### PROVIDED TEXT
--*--

Using the precision of industrial robots to create art, Orange Coast College architecture faculty and students were challenged to design and build a sculpture for The LAB Anti-Mall in Costa Mesa earlier this month.
Titled “Cytocast,” the arch-shaped sculpture designed using robots, fabric and concrete, is now permanently installed between The LAB’s ARTery Gallery and the Bootlegger’s Brewery. The concrete structure combines organic form with new technology.
According to Joseph Sarafian, the OCC architecture instructor who spearheaded the project, the creation is called “Cytocast” because “the word ‘cyto’ refers to a cell or group of cells pertaining to the modularity of the structure, while ‘cast’ refers to the process of casting concrete.”
The sculpture was the centerpiece of Sarafian’s Architecture 203, Design Build 2 class this semester, which allowed students to not only learn about the robotic casting process, but build a permanent, public concrete installation.
“The class is all about designing and fabricating. This is a unique class because it actually lets students get their hands dirty and build things,” Sarafian said.
Sarafian and his business partner Ron Culver first came up with a robotic technology for casting concrete during a class at UCLA in 2015.
“There’s been little advancement in concrete casting in the last 2,000 years,” Sarafian said. “(We wondered) How can we automate the (labor and time intensive) ancient process of casting concrete?”
Beginning with two industrial robots positioning a sleeve of fabric, they found that they could “generate really precise concrete and create an adjustable mold for concrete,” Sarafian said. “It’s kind of a holy grail of concrete fabrication.”
With an adjustable mold, a new one doesn’t have to be built for every new cast.
“You’re just manipulating something,” he said.

--*--

Natural language region descriptions
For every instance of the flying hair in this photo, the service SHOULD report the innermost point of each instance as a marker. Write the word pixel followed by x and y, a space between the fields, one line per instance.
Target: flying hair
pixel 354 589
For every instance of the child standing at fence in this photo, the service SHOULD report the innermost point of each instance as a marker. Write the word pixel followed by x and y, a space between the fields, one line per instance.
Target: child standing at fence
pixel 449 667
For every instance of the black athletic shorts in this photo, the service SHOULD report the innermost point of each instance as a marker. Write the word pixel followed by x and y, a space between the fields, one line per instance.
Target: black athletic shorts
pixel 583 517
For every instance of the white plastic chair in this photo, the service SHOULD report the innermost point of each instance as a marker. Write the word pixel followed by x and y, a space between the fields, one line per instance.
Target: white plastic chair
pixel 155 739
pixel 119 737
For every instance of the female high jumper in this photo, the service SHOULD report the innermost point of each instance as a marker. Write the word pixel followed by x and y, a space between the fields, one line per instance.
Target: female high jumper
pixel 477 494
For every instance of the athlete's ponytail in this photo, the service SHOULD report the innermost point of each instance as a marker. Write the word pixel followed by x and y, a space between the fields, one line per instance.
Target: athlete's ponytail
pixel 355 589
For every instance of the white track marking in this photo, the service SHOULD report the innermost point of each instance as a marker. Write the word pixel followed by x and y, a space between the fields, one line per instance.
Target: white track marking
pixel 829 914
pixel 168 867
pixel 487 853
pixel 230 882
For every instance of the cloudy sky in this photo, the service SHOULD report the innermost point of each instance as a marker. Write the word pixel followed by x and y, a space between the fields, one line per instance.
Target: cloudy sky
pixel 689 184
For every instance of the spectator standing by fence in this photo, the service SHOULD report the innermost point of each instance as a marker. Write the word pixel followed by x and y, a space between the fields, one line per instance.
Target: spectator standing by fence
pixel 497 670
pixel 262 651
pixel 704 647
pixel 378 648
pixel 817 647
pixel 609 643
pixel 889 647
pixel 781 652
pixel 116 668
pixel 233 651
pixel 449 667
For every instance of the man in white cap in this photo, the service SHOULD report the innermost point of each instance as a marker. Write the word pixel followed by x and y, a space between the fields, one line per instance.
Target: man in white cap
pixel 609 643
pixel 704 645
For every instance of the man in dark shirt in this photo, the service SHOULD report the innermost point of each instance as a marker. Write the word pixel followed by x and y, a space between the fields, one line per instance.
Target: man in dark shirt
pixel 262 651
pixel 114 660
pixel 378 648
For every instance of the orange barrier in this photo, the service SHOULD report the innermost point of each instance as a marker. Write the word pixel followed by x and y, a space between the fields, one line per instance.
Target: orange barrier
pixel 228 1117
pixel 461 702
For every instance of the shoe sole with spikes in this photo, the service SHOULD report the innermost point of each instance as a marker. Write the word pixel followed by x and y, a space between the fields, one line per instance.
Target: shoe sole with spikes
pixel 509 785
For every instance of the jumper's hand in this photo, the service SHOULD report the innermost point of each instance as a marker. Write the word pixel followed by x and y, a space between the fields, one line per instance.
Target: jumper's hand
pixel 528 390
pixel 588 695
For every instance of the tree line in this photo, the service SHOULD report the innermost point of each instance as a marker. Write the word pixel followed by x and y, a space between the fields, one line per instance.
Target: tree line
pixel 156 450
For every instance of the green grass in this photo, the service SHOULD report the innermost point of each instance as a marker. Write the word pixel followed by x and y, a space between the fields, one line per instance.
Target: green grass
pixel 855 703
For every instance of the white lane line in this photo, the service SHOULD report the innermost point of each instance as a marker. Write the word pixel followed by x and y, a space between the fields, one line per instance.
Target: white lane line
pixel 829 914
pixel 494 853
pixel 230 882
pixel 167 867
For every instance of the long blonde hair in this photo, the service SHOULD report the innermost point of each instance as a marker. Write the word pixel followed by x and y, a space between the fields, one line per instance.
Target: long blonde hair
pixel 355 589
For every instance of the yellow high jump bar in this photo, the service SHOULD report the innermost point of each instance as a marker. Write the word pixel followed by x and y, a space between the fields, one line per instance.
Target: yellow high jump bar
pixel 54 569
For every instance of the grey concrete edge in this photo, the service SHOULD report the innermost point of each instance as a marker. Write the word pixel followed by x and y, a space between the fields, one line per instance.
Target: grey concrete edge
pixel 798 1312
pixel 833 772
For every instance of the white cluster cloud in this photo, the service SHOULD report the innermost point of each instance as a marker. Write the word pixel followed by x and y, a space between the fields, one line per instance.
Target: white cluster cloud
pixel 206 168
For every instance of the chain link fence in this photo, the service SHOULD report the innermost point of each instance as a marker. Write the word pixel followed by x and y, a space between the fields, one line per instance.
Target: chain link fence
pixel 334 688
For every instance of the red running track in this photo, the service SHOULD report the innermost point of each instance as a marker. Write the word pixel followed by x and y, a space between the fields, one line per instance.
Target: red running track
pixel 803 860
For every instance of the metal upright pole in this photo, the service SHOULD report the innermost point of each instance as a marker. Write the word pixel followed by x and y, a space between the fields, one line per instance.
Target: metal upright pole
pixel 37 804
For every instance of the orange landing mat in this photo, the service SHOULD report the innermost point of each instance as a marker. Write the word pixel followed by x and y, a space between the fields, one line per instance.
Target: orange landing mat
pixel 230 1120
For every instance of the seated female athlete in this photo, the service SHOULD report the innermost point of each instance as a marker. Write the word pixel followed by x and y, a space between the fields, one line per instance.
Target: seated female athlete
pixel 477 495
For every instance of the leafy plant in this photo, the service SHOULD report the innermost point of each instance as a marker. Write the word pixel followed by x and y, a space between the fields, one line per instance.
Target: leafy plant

--*--

### WHAT YOU SHOULD DO
List every organization, venue, and geographic place named in the article about the Cytocast sculpture.

### ANSWER TO THIS PROBLEM
- Orange Coast College
- The LAB Anti-Mall
- Costa Mesa
- ARTery Gallery
- Bootlegger's Brewery
- UCLA